▸ **Task instructions**: Please restate each entry word for word.

▸ **Available data**:
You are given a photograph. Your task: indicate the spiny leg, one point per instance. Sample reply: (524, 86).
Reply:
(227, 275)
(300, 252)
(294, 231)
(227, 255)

▸ **Answer box**:
You are given a photograph. Your task: indicate the spiny leg, one point per instance. Sample reply: (524, 86).
Reply:
(227, 275)
(300, 252)
(294, 231)
(227, 255)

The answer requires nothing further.